Pointing material
══════════

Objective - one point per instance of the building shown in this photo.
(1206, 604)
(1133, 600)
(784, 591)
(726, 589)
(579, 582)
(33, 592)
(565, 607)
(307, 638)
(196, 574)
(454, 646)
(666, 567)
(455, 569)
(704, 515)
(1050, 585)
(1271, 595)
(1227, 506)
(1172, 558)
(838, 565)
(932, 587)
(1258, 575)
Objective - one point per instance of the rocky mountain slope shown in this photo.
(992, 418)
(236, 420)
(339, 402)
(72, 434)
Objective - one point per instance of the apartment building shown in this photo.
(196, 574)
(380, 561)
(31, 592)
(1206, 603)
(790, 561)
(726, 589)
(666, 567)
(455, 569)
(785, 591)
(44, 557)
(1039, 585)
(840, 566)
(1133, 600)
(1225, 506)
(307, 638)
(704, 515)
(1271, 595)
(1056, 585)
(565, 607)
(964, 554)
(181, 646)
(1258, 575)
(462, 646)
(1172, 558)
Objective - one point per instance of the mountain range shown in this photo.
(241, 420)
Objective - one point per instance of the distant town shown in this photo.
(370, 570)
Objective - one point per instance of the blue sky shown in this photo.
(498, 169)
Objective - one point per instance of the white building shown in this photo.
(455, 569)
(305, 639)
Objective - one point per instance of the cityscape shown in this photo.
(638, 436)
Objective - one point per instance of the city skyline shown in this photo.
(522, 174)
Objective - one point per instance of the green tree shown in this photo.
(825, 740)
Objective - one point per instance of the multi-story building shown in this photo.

══════════

*TASK DESCRIPTION*: Change each "Objective" in the material above to "Goal", leaving every other word and line as it is.

*RIGHT ANSWER*:
Goal - one point per instance of the building shown in this photo.
(1206, 604)
(1133, 600)
(784, 591)
(726, 589)
(579, 582)
(33, 592)
(565, 607)
(307, 638)
(196, 574)
(454, 646)
(666, 567)
(455, 569)
(704, 515)
(1050, 585)
(1271, 595)
(1227, 506)
(1172, 558)
(838, 565)
(932, 587)
(1258, 575)
Goal - one point per instance of the rocky mountain slope shown in this photo.
(992, 418)
(236, 420)
(339, 402)
(72, 434)
Goal - one point per instance of the apartment building shown in this photo.
(196, 574)
(380, 561)
(31, 592)
(1206, 603)
(790, 561)
(726, 589)
(666, 567)
(455, 569)
(785, 591)
(44, 557)
(1039, 585)
(840, 566)
(1133, 600)
(1225, 506)
(307, 638)
(704, 515)
(1271, 595)
(1056, 585)
(565, 607)
(964, 554)
(181, 646)
(1258, 575)
(462, 646)
(1172, 558)
Goal - one point per instance of the mountain range shown in this photo.
(241, 420)
Goal - one point per instance of the distant town shown in this photo.
(370, 570)
Goal - one point per instance of the blue sky shown in this photo.
(498, 169)
Goal - one point per instance of the white building shown in this photo.
(455, 569)
(305, 639)
Goal - one point per instance of the cityscape shown in this photo.
(638, 436)
Goal - one point per instance of the city skyline shown in this photo.
(522, 174)
Goal - one point per instance of the green tree shown in this photo.
(825, 740)
Goal - one point per instance of the multi-story building shown in this photo.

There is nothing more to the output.